Exercise goal
Every record listed below should be copied exactly.

Stored data entries:
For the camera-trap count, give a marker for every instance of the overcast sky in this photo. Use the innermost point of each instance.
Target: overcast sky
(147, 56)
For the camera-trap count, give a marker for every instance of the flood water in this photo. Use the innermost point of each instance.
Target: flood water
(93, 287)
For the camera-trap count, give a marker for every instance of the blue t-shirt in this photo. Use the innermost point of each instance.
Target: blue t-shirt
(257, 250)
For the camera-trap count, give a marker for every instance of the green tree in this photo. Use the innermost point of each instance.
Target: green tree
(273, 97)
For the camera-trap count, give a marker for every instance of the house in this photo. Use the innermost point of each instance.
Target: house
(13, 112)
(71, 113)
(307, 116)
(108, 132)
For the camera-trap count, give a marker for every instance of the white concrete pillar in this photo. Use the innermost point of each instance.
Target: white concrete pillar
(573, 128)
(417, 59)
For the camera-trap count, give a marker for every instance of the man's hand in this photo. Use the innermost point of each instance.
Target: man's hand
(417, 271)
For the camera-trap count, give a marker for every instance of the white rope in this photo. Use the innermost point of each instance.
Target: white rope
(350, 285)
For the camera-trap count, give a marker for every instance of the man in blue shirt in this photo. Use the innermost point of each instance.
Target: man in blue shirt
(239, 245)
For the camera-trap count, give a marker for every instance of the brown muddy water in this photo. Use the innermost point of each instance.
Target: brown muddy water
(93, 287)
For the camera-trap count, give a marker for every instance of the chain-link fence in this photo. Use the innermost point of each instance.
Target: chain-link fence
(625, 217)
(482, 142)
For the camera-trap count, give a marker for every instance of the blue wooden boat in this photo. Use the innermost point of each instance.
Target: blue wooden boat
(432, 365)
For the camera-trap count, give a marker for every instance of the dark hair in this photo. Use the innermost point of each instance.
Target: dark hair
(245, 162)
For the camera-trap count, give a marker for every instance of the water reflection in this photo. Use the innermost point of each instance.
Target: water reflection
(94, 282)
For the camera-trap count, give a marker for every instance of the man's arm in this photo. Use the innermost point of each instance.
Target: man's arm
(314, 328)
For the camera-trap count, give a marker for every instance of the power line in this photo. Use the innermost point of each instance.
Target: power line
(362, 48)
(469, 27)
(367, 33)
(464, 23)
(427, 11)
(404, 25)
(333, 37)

Answer box
For the camera-trap count, give a marker for every instance of the overcast sky in this photo. Use the innermost point of each instance.
Target: overcast sky
(147, 56)
For the camera-trap count, give a marker for every instance of the flood water in this photo. Use the innermost point of each instance.
Target: flood water
(93, 287)
For the camera-trap count, give a marker for every instance of the blue t-shirt in this photo. Use the innermost point of each instance.
Target: blue t-shirt
(257, 250)
For the camera-trap count, give a marker for every instance of the green tree in this photo. Use the innermost point of each instance.
Target: green tree
(273, 97)
For the camera-trap count, give a marker for every instance of the house in this photo. Use the innermost point of each instance.
Target: house
(13, 112)
(71, 113)
(307, 116)
(108, 132)
For the camera-trap count, give a marker for every instance of the white concrete pillar in this photo. Use the innermost point of each instance.
Target: white concrete pillar
(573, 128)
(417, 59)
For the camera-trap count, give a marker for every instance of the man's hand in this photo. Use the innermost point of each instance.
Target: man's hand
(417, 271)
For the camera-trap count, give a marker for every instance of the white rope in this photo. Use the innermost point of each instance.
Target: white rope
(350, 285)
For the camera-trap count, give a marker for every instance of the man in blue shirt in this photo. Use the innermost point of each instance.
Target: man in blue shirt
(239, 245)
For the camera-trap count, give a marker for every instance of the brown muddy water in this photo. Use the innermost point of each instance.
Target: brown muddy water
(93, 287)
For the camera-trap count, give a marker for every instance of the chain-link fence in this photo. Use the innermost point of each instance.
Target: chain-link fence
(625, 217)
(482, 142)
For the camera-trap count, give a marker for every instance of the blue wooden boat in this photo. Use the innermost point of each instance.
Target: blue wooden boat
(432, 365)
For the camera-trap count, give a marker for every instance of the dark hair in this photo. Use the innermost point of each instance.
Target: dark hair
(245, 162)
For the camera-trap count, give a marker for every instance of the water reflection in this photo. Use the innermost point of each instance.
Target: water reflection
(94, 282)
For the camera-trap count, give a marker for every instance of the man's arm in this photo. Use the innermost point of each instance.
Target: man's arm
(314, 328)
For the camera-trap count, give a marker for every instance of the power line in this photo. Use the innermost point of each instance.
Target: power line
(362, 48)
(469, 27)
(367, 33)
(464, 23)
(427, 11)
(404, 25)
(333, 37)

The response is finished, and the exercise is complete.